課題:
A. 音程に関する本文で、筆者がベースのメンテナンスを依頼した職人は誰か答えなさい。
B. 音程に関する本文の内容と次の(i)〜(iii)が合っているかどうか、それぞれ「はい」か「いいえ」で答え、根拠となる本文の語句をそのまま引用しなさい。(i) 筆者はフレットレスのベースを好んで演奏している。(ii) Innerwoodさんはナットをいじるチューニングを行わない。(iii) ペターソンのチューナーの「おすすめチューニング」は、キーボードの人から好評だった。
C. 音程に関する本文を、最後の文の後から書き継ぎなさい。

学習用テキスト:
アンサンブルの中でぴたっと音程が合った、という経験は今まで全くない。これはばっちり、と思ったときは後で録音を聴いてとんでもなくずれていたりした。

これはフレットのある楽器の宿命だ。それをなんとかしようとバズフェートンシステム、ミネハラスーパーチューニングシステム、というナットをいじるもの、果てはフレットが弦毎に位置が違うものまで発明されている。みんな音程の狂いがどうにも気持悪いんだよな、思う。古楽器でフレットが移動できるものまである。

フレットレスでがんばればいいじゃないか。が、僕は相棒のフォデラがとても好きで、このフレットつきベース以外演奏する気が起らない。じゃあナットをいじる改造すればいいじゃないか、なのだが、僕はメインテナンスでちょっと悲しい思いをしたことがあって、その経験から業者職人選びに随分と迷った。結果Innerwoodさんにお願いした。これは大正解。やっぱり素晴らしい職人さんだった。あと10年は大丈夫だろうという徹底メンテをしてもらった。Innerwoodさんはナットをいじるチューニングはしない。なのでお願いするときに率土方向には行かないと腹を決めたのだ。

プロの演奏をみていると微妙にチョーキングしたりしている。苦労している感じがある。そしてけっこう音が「歪んでいる」。この歪みが音程の振れ幅を作っていて、それが合う感じを作っている感じがする。

ペターソンのチューナーには「おすすめチューニング」という標準とはちょっと違ったチューニングが装備されている。特に生ピアノとの演奏によい、らしいのだ。実はこれをずっと使っていたのだが、キーボードの人にはそれでも気持悪いと言われた。僕も実はそう思っていた。びみょーに全部合わないって感じなのだ。

 

クラシックでのチューニング

ギターメインのロック、ポップスしか聴かない、演奏しない、という人にクラシックでのチューニングの合い具合いを説明するのは難しい。たぶん逆に音程がずれている感じがするかもしれない。特にバイオリン属の演奏はそう聴えるかも知れない。

分析用データ:
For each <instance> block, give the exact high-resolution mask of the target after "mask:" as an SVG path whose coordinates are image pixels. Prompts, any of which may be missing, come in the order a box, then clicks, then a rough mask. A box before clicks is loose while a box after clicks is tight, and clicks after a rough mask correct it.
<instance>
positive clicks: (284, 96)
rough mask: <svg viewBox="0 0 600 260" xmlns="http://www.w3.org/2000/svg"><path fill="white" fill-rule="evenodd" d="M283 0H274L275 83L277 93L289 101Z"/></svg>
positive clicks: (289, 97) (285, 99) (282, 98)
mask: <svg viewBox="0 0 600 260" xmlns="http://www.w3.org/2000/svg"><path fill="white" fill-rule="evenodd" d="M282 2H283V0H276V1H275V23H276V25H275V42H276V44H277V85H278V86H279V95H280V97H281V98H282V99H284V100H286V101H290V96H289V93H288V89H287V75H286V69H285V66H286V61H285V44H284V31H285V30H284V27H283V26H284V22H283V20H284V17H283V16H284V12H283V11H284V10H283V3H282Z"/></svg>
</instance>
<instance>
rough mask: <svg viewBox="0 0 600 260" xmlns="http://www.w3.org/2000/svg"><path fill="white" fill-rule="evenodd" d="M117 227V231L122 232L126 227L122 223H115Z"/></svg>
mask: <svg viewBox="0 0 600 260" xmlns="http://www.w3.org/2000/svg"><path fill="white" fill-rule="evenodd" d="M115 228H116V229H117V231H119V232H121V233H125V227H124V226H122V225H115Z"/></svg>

解答例:
A. Innerwoodさん

B.
(i) いいえ。「このフレットつきベース以外演奏する気が起らない」
(ii) はい。「Innerwoodさんはナットをいじるチューニングはしない」
(iii) いいえ。「キーボードの人にはそれでも気持悪いと言われた」

C.
ロック、ポップス系のバンドにバイオリンが居ると、バイオリンだけ調子はずれに聴えたりしないだろうか。例えばUK。バイオリンがずれているのではない。フレットの制約がない彼ら弦楽器は「正確な音程」を出しているのだ。ギターたちの音程が「高い」のだ。

そのあたりの事情は

http://www.minehara.com/mechnics/guitarmech12.htm

に出ている。

さて、勘の良い人はじゃあ、ピアノはどうなのよって話である。調律したピアノは演奏中に変えられない。そのあたりの事情は

http://www31.ocn.ne.jp/~kazuo23_piano/sub1.htm

これを最初に読んだときに、道理で、と納得した。僕の好きなピアニストは調律が違っていたわけだ。そして、学校のピアノやデジタルピアノでクラシックを弾くとどうにも貧弱な響きしかしないわけだ。いま、デジタルピアノで古典調律のモードを持っているものもある。良いことだ。

話をベースにもどす。フレットそのまま、だとたいていは音を歪ませたりエフェクタを使ったりして音程の振り幅を稼いぐという方法がとられてきた。僕はそういうのは好まない。これからも試行錯誤するしかない。

 

僕はベースというのは接着剤だと思っている。ヴォーカルの人のピッチとキーボードのそれが合っていることは少ないし、ドラムスとリズムが合っていないことも多い。そんななか、そのずれを低音が中和するのだと思っている。なので、びみょーな音程とかタイミングでいつも演奏している。

基本姿勢は音色で音程感を出す、だろうか。そのためにはレンジの広い楽器は有利だと思っている。フォデラちゃんにぴったりだ。

とても勇気づけられたのは

純正律とプロフェッショナルの現場編:チューナーの使い方 第6回 ‐3|KORG INC.

 

「耳で聴いて、いい音程を探して合わせてくしかないです」これには爆笑したし非常に共感した。

そもそも基準音とは

音の問題は音色の問題でもある。同じ音程でも痩せた音だとうまくハモらないというのはよく経験することだ。その音色に関わる問題として基準音がある。

ギターを、古楽器を作ってる人の記事ではっとした。確かに

http://www.crane.gr.jp/CRANE_Strings/strings_intro-pitch.html

設計された想定されるチューニングというものがあるわけだ。古楽器を今の基準音でチューニングしてもよい響きは得られないだろうし、それどころか壊れるだろう。

 

弦こそ我が命

いろいろ考え、一番の肝は弦の選択ではないかと思う。ずっとDRを使ってきた。今はフォデラの弦を使っているが、DRの高域の伸びが問題解決に役に立つと思っている。

弦によって音色は本当にすごく変わる。音色が変わると音程感も変わる。出過ぎるくらいのところを削って調整するというのが一番合わせやすいと思う。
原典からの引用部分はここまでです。